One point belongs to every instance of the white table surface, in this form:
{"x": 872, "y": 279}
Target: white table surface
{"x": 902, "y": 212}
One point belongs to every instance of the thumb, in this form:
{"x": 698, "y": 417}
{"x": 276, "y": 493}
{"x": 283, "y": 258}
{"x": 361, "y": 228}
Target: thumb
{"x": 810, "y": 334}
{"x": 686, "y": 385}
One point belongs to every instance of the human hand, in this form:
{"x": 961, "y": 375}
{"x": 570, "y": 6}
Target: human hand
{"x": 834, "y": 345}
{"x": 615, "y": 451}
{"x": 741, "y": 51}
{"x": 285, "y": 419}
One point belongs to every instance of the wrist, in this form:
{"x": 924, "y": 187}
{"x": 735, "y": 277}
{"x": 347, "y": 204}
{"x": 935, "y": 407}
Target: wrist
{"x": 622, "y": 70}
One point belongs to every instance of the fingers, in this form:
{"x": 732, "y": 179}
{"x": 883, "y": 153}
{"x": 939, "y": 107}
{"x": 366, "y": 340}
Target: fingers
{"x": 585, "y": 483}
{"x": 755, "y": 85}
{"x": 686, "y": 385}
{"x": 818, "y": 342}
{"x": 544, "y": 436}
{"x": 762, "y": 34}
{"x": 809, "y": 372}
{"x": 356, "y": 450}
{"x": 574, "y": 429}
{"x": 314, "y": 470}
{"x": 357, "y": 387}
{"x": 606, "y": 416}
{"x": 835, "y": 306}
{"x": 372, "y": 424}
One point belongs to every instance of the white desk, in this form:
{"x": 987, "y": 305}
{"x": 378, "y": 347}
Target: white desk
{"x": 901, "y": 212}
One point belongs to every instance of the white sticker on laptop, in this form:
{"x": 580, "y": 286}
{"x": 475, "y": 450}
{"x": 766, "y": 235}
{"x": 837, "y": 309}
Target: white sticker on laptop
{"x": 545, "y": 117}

******

Copy out all the lines above, swapping each "Target" for "Label" and changing nothing else.

One point belongs to every instance of the white table surface, in this form:
{"x": 872, "y": 279}
Label: white table surface
{"x": 902, "y": 212}
One point belongs to every instance of the thumb, in this form:
{"x": 698, "y": 417}
{"x": 276, "y": 493}
{"x": 283, "y": 258}
{"x": 361, "y": 228}
Label: thumb
{"x": 810, "y": 334}
{"x": 686, "y": 385}
One point belongs to every instance of the human hand, in this form:
{"x": 961, "y": 375}
{"x": 570, "y": 6}
Label: human hand
{"x": 834, "y": 345}
{"x": 615, "y": 451}
{"x": 741, "y": 51}
{"x": 285, "y": 419}
One point belongs to every instance of the wrist, in this form:
{"x": 924, "y": 187}
{"x": 735, "y": 277}
{"x": 347, "y": 204}
{"x": 935, "y": 407}
Label: wrist
{"x": 622, "y": 70}
One point belongs to every instance of the fingers, in this form:
{"x": 732, "y": 179}
{"x": 883, "y": 153}
{"x": 939, "y": 107}
{"x": 366, "y": 340}
Label: fingers
{"x": 585, "y": 483}
{"x": 755, "y": 85}
{"x": 686, "y": 385}
{"x": 818, "y": 342}
{"x": 544, "y": 436}
{"x": 762, "y": 34}
{"x": 809, "y": 372}
{"x": 356, "y": 450}
{"x": 574, "y": 429}
{"x": 314, "y": 470}
{"x": 357, "y": 387}
{"x": 606, "y": 416}
{"x": 835, "y": 306}
{"x": 372, "y": 424}
One point belongs to every instance of the white desk, in this form:
{"x": 987, "y": 305}
{"x": 378, "y": 347}
Label: white desk
{"x": 901, "y": 212}
One point belongs to every instance of the white sticker on laptop, in this form:
{"x": 580, "y": 286}
{"x": 475, "y": 450}
{"x": 766, "y": 235}
{"x": 837, "y": 309}
Label: white sticker on laptop
{"x": 545, "y": 117}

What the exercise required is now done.